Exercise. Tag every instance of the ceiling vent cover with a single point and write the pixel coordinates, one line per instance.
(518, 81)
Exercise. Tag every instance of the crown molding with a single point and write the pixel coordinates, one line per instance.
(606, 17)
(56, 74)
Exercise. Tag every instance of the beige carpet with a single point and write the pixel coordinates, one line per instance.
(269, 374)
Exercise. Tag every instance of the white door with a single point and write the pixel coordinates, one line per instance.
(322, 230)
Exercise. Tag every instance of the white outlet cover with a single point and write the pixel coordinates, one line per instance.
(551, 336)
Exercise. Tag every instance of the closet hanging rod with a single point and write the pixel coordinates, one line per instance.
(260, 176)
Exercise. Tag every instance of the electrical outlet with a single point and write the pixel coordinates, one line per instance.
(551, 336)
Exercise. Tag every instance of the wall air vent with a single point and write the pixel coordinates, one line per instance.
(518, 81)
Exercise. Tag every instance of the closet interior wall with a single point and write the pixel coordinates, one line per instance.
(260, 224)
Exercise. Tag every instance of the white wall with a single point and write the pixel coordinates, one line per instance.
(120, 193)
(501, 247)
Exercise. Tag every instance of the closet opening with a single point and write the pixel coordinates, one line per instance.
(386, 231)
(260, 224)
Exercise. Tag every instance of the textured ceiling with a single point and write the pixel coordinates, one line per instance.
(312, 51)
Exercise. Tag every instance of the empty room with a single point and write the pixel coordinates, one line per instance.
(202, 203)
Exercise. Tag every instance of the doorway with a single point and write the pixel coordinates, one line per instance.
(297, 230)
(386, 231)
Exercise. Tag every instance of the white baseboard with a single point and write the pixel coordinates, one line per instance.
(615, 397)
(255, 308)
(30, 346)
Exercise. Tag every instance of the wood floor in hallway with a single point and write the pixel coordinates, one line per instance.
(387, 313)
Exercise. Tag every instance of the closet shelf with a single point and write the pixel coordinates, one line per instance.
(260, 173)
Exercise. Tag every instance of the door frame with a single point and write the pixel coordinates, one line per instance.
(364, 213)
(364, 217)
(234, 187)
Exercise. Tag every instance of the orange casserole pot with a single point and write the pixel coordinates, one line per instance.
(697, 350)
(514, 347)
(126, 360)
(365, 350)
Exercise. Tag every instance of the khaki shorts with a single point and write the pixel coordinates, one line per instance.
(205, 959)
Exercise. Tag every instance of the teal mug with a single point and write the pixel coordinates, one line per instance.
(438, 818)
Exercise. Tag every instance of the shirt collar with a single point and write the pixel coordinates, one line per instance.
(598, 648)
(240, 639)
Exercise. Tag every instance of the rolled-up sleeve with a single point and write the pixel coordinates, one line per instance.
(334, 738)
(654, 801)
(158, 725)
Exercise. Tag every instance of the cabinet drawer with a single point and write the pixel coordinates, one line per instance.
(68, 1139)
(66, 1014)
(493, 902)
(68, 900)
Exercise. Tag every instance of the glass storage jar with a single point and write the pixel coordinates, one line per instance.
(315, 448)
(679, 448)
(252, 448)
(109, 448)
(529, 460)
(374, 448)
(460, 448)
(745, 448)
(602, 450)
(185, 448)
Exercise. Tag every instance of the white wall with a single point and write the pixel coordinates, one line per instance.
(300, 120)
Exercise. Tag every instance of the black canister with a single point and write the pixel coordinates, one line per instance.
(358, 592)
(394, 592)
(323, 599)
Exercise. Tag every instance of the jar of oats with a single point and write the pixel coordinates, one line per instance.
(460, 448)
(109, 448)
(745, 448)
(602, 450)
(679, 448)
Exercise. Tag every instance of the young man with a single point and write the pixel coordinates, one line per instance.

* **TASK TO CARRY OUT**: Your task is to reproduce all the data exactly as shown.

* **ANSWER TO THIS PROBLEM**:
Exercise. Tag every instance of the ceiling vent cover with a single point and write the pixel coordinates, one line per instance.
(518, 81)
Exercise. Tag every instance of the crown molding with a single point and write the pixel coordinates, one line per instance.
(606, 17)
(56, 74)
Exercise. Tag every instance of the beige carpet with a single point and write the pixel coordinates, one line per instance.
(269, 374)
Exercise. Tag every instance of the white door with a single point and write the pixel coordinates, one line per instance.
(322, 230)
Exercise. Tag every instance of the white outlet cover with a single point and write the pixel coordinates, one line per instance.
(551, 336)
Exercise. Tag every instance of the closet hanging rod with a single point and write the pixel coordinates, one line per instance.
(260, 176)
Exercise. Tag every instance of the electrical outlet with a single point and write the pixel coordinates, one line per instance.
(551, 336)
Exercise. Tag every instance of the wall air vent with a single point and write the pixel coordinates, one line per instance.
(518, 81)
Exercise. Tag every instance of the closet interior wall with a single point and write the pixel coordinates, one line per instance.
(260, 224)
Exercise. Tag every instance of the white wall with a single point and write the pixel coordinates, one line per instance.
(120, 193)
(501, 247)
Exercise. Tag every instance of the closet opening with a single point and write the pixel coordinates, one line per instance.
(386, 231)
(260, 224)
Exercise. Tag every instance of the textured ceiling with a single point and write the pixel coordinates, one line per instance.
(312, 51)
Exercise. Tag every instance of the empty room with a single point and write the pixel coordinates, one line per instance.
(202, 203)
Exercise. Tag every instance of the doorway with a single point and write the pixel coordinates, one line per instance.
(297, 230)
(386, 231)
Exercise. Tag every instance of the white baseboard with a single point and write the pixel coordinates, one line per instance.
(615, 397)
(255, 308)
(30, 346)
Exercise. Tag every instance of the wood floor in hallway with a single point and write the pixel coordinates, one line per instance.
(387, 313)
Exercise. Tag every instance of the closet shelf with a single point and write the pixel coordinates, one line per instance.
(260, 173)
Exercise. Tag every instance of the door frame with a single point and write the pixel coordinates, one line per instance.
(364, 213)
(364, 217)
(234, 187)
Exercise. Tag every instance of the orange casserole pot with a single point and write the pixel coordinates, one line per instance.
(697, 350)
(514, 347)
(126, 360)
(365, 350)
Exercise. Tag every instance of the khaki shorts with a single point and write the pixel coordinates, one line per instance.
(205, 959)
Exercise. Tag every instance of the teal mug with a single point and write the pixel coordinates, one line per instance.
(438, 818)
Exercise. Tag every instance of the shirt collar with a single point and write the pixel coordinates, one line per instance.
(598, 648)
(240, 639)
Exercise. Tag every instance of the rolled-up sleeve with a single point and write the pixel coordinates, one line per instance.
(334, 738)
(654, 801)
(158, 725)
Exercise. Tag every instance of the cabinet drawer with a single point and write the pixel coordinates, one line per instance.
(68, 1139)
(66, 1014)
(493, 902)
(68, 900)
Exercise. Tag every instance of the glass storage jar with a single point and write the pixel coordinates, one line per instance.
(315, 448)
(679, 448)
(252, 448)
(109, 448)
(529, 460)
(374, 448)
(460, 448)
(745, 448)
(602, 450)
(185, 448)
Exercise. Tag every instance of the white wall with a single point and write the pixel coordinates, one line per instance.
(300, 120)
Exercise. Tag every instance of the black canister with a single point and write the pixel coordinates, one line per instance.
(358, 592)
(394, 592)
(323, 599)
Exercise. Tag every instance of the jar of oats with a single point and write the pixel coordinates, one line per instance.
(460, 448)
(109, 448)
(745, 448)
(602, 450)
(679, 448)
Exercise. Tag every instance of the young man with a single point and write the pixel coordinates, one line per instance.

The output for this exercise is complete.